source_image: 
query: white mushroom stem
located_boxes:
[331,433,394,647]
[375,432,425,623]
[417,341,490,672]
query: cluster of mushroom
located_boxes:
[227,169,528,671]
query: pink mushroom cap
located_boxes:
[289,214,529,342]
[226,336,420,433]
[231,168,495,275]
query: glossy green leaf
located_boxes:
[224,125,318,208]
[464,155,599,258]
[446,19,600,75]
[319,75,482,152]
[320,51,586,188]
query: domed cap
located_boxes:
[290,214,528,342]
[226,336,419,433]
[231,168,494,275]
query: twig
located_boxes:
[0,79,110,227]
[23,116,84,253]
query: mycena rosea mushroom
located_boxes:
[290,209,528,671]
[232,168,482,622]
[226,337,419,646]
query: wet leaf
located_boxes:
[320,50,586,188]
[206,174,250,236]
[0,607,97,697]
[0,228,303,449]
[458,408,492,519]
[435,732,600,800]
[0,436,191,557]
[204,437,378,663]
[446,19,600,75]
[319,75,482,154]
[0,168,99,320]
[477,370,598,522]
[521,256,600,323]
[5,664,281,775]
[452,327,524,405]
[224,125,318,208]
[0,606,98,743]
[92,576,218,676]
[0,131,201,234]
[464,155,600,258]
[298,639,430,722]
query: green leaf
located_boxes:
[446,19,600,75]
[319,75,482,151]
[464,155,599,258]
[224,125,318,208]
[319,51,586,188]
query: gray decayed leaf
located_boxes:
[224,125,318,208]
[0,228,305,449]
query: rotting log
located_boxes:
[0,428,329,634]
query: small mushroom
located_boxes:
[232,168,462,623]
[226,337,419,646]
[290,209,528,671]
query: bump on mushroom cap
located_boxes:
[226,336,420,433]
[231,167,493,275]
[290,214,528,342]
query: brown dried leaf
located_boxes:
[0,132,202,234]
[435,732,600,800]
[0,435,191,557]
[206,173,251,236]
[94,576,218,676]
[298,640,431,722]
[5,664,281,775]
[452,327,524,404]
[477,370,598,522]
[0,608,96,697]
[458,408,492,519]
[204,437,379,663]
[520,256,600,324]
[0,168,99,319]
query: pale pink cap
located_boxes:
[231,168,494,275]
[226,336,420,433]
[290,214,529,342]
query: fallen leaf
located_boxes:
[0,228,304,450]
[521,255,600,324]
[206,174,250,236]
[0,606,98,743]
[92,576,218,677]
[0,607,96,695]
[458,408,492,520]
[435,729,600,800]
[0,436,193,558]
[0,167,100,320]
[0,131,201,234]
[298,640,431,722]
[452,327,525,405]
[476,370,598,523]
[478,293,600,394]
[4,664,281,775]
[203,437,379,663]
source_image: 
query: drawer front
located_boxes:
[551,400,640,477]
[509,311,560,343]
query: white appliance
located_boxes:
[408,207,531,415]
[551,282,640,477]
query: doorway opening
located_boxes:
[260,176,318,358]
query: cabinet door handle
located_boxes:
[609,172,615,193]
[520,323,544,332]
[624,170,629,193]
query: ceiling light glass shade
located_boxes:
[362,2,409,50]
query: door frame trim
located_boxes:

· · · ·

Put the lines from the start of the records through the line containing "[23,116,84,253]", inclusive, into a Markdown table with the columns Row and Line, leaving out any blank lines.

| Row | Line |
|---|---|
| 1 | source_image:  |
| 2 | query: white mushroom stem |
| 3 | located_boxes: |
| 4 | [331,433,394,647] |
| 5 | [375,432,425,623] |
| 6 | [417,341,490,672] |
| 7 | query: cluster of mushroom |
| 8 | located_boxes: |
| 9 | [227,169,528,671] |
| 10 | query: pink mushroom cap |
| 11 | located_boxes: |
| 12 | [289,214,529,342] |
| 13 | [226,336,420,433] |
| 14 | [231,168,495,275] |
| 15 | query: glossy green leaf |
| 16 | located_boxes: |
| 17 | [224,125,318,208] |
| 18 | [464,155,599,258] |
| 19 | [446,19,600,75] |
| 20 | [319,75,482,152] |
| 21 | [320,51,586,188] |
| 22 | query: domed cap |
| 23 | located_boxes: |
| 24 | [290,214,528,342] |
| 25 | [226,336,419,433] |
| 26 | [231,168,494,275] |
| 27 | query: twig |
| 28 | located_boxes: |
| 29 | [0,79,110,227] |
| 30 | [23,116,84,253] |